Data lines
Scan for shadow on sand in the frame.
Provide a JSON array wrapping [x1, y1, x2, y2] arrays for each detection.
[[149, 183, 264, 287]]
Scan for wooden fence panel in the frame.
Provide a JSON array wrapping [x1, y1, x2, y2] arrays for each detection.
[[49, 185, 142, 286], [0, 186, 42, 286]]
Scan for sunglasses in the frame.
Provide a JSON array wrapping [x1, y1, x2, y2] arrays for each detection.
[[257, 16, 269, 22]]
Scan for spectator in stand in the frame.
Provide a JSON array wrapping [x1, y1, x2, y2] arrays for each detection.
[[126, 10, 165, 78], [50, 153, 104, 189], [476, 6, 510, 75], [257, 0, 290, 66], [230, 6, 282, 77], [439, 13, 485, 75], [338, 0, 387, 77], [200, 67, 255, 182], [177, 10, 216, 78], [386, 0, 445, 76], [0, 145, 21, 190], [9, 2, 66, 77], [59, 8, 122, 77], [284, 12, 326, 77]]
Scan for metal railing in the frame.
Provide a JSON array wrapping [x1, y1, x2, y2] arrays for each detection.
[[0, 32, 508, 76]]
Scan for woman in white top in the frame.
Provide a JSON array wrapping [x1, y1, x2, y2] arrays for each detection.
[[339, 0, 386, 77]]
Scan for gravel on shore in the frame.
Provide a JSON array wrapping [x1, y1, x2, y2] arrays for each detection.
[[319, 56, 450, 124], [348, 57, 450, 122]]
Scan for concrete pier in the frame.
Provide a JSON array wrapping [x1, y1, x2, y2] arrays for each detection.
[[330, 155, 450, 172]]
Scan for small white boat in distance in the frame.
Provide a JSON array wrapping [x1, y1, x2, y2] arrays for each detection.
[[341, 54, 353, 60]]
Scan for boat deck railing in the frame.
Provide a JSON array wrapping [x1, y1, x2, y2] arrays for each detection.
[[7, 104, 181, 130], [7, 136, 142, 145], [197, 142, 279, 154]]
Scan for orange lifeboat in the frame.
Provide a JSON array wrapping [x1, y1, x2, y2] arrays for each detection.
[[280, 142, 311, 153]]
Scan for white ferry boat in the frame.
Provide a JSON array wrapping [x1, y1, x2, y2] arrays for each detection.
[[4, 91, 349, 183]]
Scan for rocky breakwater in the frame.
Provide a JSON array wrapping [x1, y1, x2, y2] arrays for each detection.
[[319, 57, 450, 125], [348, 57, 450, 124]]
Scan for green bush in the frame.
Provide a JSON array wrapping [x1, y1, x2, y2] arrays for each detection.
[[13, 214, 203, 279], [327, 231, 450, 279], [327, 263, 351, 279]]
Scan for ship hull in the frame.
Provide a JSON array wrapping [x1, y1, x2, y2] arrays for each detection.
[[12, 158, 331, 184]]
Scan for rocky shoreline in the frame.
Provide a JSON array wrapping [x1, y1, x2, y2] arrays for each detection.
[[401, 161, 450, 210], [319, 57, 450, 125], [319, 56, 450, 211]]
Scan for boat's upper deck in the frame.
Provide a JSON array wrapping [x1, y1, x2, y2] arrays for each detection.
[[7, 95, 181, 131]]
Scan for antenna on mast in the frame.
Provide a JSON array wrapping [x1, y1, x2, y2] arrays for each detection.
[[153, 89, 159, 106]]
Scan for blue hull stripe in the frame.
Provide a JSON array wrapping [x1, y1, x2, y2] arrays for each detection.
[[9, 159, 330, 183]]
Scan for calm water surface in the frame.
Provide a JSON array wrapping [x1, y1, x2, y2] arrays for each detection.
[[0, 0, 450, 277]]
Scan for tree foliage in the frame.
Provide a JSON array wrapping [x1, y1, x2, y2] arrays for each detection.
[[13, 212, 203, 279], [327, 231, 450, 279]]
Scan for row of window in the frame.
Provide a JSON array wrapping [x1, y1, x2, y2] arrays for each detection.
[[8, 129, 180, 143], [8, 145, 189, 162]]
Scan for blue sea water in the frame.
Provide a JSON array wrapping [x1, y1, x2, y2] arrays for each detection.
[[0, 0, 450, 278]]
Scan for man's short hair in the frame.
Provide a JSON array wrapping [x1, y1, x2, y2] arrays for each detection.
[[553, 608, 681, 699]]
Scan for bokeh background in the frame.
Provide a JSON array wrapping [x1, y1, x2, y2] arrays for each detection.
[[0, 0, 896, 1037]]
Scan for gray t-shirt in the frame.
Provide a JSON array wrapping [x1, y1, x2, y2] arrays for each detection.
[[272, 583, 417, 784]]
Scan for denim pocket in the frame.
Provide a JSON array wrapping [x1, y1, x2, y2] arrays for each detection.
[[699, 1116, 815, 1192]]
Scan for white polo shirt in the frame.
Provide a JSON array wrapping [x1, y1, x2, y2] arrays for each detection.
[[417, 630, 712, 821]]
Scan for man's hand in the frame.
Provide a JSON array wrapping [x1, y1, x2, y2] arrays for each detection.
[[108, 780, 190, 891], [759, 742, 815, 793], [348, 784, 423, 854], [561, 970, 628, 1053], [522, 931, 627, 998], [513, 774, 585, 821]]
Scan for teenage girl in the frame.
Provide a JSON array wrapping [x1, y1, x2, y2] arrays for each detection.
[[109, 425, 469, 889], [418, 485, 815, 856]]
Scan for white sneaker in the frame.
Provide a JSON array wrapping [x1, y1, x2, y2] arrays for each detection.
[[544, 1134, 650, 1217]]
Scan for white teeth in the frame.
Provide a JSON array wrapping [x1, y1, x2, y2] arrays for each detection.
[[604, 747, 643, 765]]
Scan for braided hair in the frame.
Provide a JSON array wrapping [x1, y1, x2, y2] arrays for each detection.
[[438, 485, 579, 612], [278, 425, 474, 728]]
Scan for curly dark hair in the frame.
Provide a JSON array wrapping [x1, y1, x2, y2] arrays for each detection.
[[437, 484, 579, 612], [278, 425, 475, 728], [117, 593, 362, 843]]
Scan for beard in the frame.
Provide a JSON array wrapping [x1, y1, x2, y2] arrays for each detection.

» JOB
Locate and copy each line in the entries above that contains the word "hair". Case counts.

» SOLUTION TO THIS TASK
Scan for man's short hair in the frame.
Scan for braided hair in the frame.
Scan for curly dark hair in the frame.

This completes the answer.